Record extracts:
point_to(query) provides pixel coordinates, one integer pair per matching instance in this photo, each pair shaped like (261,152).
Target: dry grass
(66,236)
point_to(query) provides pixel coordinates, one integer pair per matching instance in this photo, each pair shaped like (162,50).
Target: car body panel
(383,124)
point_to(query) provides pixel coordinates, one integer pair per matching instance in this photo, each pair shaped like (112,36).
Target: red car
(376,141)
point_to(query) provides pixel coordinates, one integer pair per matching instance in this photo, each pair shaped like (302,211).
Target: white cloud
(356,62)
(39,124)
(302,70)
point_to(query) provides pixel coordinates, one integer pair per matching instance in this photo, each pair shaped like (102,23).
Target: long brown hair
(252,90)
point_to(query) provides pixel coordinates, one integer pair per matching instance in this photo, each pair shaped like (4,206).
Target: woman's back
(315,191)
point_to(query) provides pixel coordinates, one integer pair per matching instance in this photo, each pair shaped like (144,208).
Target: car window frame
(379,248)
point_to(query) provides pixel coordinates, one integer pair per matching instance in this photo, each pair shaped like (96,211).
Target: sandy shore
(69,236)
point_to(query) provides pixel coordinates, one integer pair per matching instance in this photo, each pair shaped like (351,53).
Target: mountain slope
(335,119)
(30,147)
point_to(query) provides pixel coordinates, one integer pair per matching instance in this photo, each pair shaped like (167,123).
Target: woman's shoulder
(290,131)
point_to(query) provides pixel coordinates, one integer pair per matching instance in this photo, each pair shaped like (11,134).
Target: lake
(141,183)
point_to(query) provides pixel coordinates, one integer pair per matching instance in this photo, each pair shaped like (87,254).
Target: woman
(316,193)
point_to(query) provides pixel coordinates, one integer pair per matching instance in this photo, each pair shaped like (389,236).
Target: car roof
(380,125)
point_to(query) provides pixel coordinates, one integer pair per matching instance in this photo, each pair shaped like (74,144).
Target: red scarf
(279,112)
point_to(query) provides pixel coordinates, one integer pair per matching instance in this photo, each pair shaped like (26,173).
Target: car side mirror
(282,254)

Problem:
Print the material verbatim, all of it.

Worked solution:
point_to(query) provides pixel coordinates, one integer pair per matching instance in this photo, each pair shaped like (261,152).
Target: dry grass
(66,236)
point_to(query) provides pixel coordinates, one integer pair per matching instance in this photo, each pair shaped like (162,50).
Target: car body panel
(383,124)
point_to(query) provides pixel coordinates, one integer pair per matching instance in this photo, each pair shaped like (112,36).
Target: red car
(376,141)
point_to(query) provides pixel coordinates, one integer pair per matching instance in this photo, each pair shaped like (302,211).
Target: white cloud
(356,62)
(39,124)
(302,70)
point_to(query) provides pixel coordinates, one integer pair per matching instance in this photo, each pair shaped like (102,23).
Target: long brown hair
(252,90)
point_to(query) provides pixel coordinates, one integer pair per matching instance in this photo, each pair shaped like (4,206).
Target: woman's back
(315,191)
point_to(query) provides pixel coordinates, one integer pair per matching instance in this photo, each pair shaped like (144,208).
Target: car window frame
(379,248)
point_to(query) provides pixel coordinates, one integer pair per matching instance in this photo, each pair shaped like (96,211).
Target: sandy shore
(69,236)
point_to(query) provides pixel coordinates, one integer pair per matching instance in this photo, each pair shaped like (351,53).
Target: mountain slope
(335,119)
(30,147)
point_to(query) provides pixel coordinates, one integer pair per matching instance in this photo, each pair shaped like (167,123).
Target: woman's shoulder
(290,131)
point_to(query) provides pixel coordinates, one integer pair per matching instance in this photo, each pair shaped like (11,134).
Target: lake
(141,183)
point_to(query) provides pixel coordinates, one integer pair per matching instance in this photo, each pair shaped like (87,254).
Target: woman
(316,193)
point_to(query) provides pixel coordinates, one integer pair per matching instance in this photo, each pair shaped like (389,236).
Target: car roof
(380,125)
point_to(query) provides pixel coordinates, one integer pair per matching instance in this photo, each pair shaped like (74,144).
Target: red scarf
(279,112)
point_to(query) provides pixel coordinates, one integer pair per matching instance in this photo, each pair shaped like (26,173).
Target: car side mirror
(282,254)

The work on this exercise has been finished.